# Microsoft Office Application Help - Excel Help forum > Excel General >  >  Changing Cell colour using IF Statement?

## robbiebrown34

Hi, 

not sure if this is possible but here goes.

I have created a stock sheet using excel, and so far everything is ok. But i would like to change the cell colour based on the result.
e.g. my if statement is this: 

=IF(F11<=3,"Need to Order","Ok for Stock")

Basically, if the stock level goes below 3 on any item, it shows "Need to order" and when this is shown, i would like the cell to change to Red, or any different colour which makes is stand out. As we have hundreds of stock items, and it would be helpful if we could just look at the sheet and know exactly what needs ordering straight away, without having to fish out the "need to order" text! 

Hope this is possible, but if not, are there other ways around this?

Thanks in advance

Rob

----------


## VBA Noob

Take a look at conditional formatting

http://www.contextures.com/xlCondFormat01.html

E.g Select Column F and enter less than or equal to 3

VBA Noob

----------


## robbiebrown34

Superb, Worked a treat. Thanks for this. Now i feel very stupid that its something very simple! Doh!

Thanks Again

----------


## VBA Noob

Glad I could help.

VBA Noob

----------

**REQUIREMENT A:** Decide whether each statement agrees with the forum thread, answering yes or no and quoting the words of the thread that settle it: (i) the IF formula shows "Need to Order" when F11 is 3 or less; (ii) VBA Noob suggests writing a macro; (iii) robbiebrown34 reports that the suggestion did not work.

**INPUT ROWS:**
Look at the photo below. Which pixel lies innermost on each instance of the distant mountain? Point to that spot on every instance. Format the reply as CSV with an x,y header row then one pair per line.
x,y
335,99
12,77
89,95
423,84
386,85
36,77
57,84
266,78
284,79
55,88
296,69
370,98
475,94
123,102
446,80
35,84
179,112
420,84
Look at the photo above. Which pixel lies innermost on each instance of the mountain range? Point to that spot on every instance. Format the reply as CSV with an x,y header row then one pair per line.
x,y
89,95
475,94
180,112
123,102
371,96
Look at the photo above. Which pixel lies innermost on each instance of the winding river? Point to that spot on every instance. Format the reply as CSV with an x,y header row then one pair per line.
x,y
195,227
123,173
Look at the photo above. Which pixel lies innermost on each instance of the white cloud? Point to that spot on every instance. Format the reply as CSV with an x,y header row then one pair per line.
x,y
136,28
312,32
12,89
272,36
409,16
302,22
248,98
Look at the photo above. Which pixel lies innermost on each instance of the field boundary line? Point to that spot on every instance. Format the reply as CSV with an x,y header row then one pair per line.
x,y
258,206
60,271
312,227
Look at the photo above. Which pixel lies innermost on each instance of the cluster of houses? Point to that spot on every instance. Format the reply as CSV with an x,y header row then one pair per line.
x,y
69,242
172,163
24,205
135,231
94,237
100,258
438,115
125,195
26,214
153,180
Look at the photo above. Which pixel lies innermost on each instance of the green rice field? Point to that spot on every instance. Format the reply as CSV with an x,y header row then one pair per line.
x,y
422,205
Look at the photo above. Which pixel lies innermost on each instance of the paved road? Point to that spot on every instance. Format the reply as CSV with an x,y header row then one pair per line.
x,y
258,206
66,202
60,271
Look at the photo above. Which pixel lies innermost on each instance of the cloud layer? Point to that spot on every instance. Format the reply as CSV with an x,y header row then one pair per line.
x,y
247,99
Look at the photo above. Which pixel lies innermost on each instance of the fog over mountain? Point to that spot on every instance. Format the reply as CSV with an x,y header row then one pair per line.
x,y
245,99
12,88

**REQUIREMENT B:** Rewrite the entries from the line that has "of the green" through the last entry, replacing "innermost" with "most central" and leaving everything else unchanged.

**TASK RESPONSE A:**
(i) Yes: "=IF(F11<=3,"Need to Order","Ok for Stock")"
(ii) No: "Take a look at conditional formatting"
(iii) No: "Superb, Worked a treat."

**TASK RESPONSE B:**
Look at the photo above. Which pixel lies most central on each instance of the green rice field? Point to that spot on every instance. Format the reply as CSV with an x,y header row then one pair per line.
x,y
422,205
Look at the photo above. Which pixel lies most central on each instance of the paved road? Point to that spot on every instance. Format the reply as CSV with an x,y header row then one pair per line.
x,y
258,206
66,202
60,271
Look at the photo above. Which pixel lies most central on each instance of the cloud layer? Point to that spot on every instance. Format the reply as CSV with an x,y header row then one pair per line.
x,y
247,99
Look at the photo above. Which pixel lies most central on each instance of the fog over mountain? Point to that spot on every instance. Format the reply as CSV with an x,y header row then one pair per line.
x,y
245,99
12,88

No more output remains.